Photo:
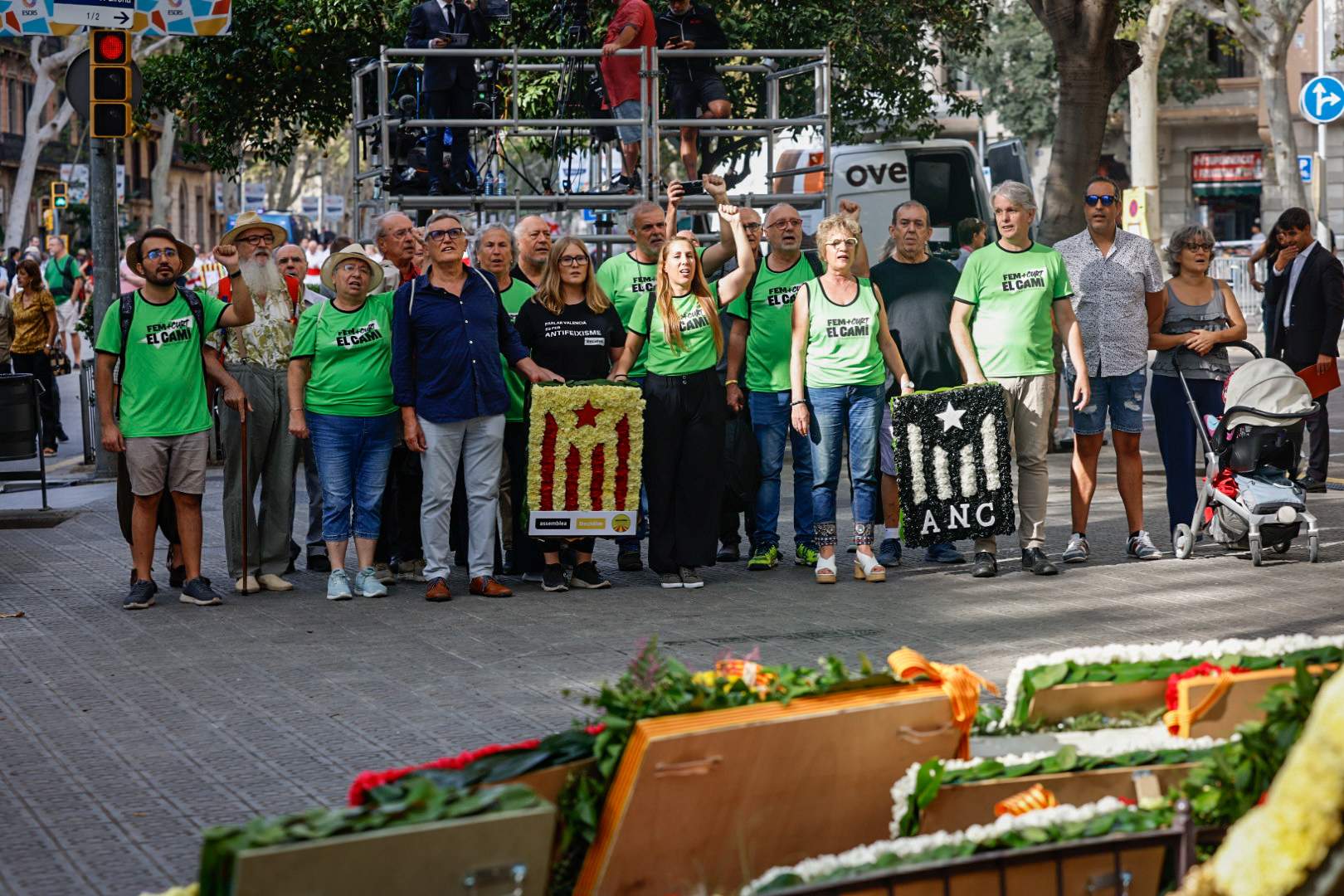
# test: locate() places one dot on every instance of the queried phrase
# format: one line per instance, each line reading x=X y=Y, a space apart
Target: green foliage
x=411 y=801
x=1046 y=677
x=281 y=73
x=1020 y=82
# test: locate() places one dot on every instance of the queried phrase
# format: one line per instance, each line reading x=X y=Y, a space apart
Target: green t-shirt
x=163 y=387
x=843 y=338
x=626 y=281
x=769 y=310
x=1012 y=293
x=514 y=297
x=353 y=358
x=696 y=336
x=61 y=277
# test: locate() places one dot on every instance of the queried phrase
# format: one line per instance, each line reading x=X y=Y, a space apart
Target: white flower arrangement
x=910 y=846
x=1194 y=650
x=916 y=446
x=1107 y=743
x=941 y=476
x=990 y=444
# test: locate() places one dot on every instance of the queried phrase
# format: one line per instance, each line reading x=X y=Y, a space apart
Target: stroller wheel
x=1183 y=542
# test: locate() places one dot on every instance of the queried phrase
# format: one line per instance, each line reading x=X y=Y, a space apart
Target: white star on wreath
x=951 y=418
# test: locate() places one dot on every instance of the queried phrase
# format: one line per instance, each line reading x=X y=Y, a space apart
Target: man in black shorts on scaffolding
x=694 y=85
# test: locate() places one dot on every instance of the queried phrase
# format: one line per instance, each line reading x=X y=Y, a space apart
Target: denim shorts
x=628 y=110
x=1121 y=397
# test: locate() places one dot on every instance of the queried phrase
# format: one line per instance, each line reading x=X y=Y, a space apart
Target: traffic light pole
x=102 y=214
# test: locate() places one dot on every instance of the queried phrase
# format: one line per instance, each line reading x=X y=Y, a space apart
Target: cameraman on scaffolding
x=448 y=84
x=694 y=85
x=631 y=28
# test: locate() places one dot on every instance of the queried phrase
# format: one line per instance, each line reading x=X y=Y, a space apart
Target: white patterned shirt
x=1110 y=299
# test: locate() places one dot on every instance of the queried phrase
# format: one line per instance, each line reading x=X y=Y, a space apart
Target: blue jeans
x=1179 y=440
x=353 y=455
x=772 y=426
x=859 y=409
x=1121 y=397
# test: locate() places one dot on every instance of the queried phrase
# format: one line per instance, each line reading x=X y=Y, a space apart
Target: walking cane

EXERCISE DIRECTIONS:
Leave the pictures out and reproduce each record exactly as written.

RESULT FOR THIS TASK:
Photo:
# test: locate() places one dot on every instance of the queried phrase
# format: one line per instance, each line reading x=X y=Y, a space apart
Target: green foliage
x=411 y=801
x=1046 y=677
x=281 y=73
x=1020 y=82
# test: locate() places one dot on every instance of the queried phrase
# format: one line per instance, each line reading x=X y=Y, a space apart
Target: green t-shirt
x=163 y=387
x=843 y=338
x=626 y=281
x=769 y=310
x=1012 y=293
x=514 y=297
x=353 y=358
x=696 y=336
x=61 y=277
# test: locate() places one dot on every instance of the queried phrase
# format: one line per instance, each line reading x=X y=Y, a space apart
Target: white flower arrangement
x=910 y=846
x=1194 y=650
x=916 y=446
x=1107 y=743
x=941 y=476
x=990 y=444
# test: locate() places one dot on every instance of the queried phrase
# format: one line per instance, each line reading x=X y=Y, a space apart
Target: stroller wheel
x=1183 y=542
# test: locate() places one dot on every instance of the queried phrase
# format: one line per instance, each line reading x=X y=Y, a space apart
Target: white star on wreath
x=951 y=418
# test: locate() places one dot on every instance of the queried phrase
# format: one line per instance, each line reading x=X y=Y, a space apart
Target: man in black shorts on scaffolding
x=694 y=85
# test: locate() places one dot on every instance of the queried phrase
# format: one line per instance, each line reading x=X y=Y, a space apart
Target: denim shorts
x=628 y=110
x=1121 y=397
# test: locate() places one dot on every instance of the queried phrase
# format: one line per instance, each line reading x=X y=Y, a space apart
Target: traffic light pole
x=102 y=214
# test: locate() places one dot on every instance of the queried phrase
# format: one line per instance, each line reading x=X y=Y, a space apart
Target: cameraman on scaffolding
x=448 y=84
x=694 y=85
x=631 y=28
# test: locate() places one dot on every instance of the queried phrase
# format: one line per instance, each line reading x=X y=Y, a space apart
Target: white patterned shirt
x=1110 y=299
# test: locate() places one dot on every instance of the queried phrase
# format: one line per instance, each line reading x=X y=Y, a space apart
Target: blue jeans
x=1179 y=440
x=353 y=455
x=772 y=426
x=859 y=409
x=1121 y=397
# test: locate() places one dot on every instance of the queried phrase
# format: one line per instance, each line reading x=X y=Y, a space apart
Target: walking cane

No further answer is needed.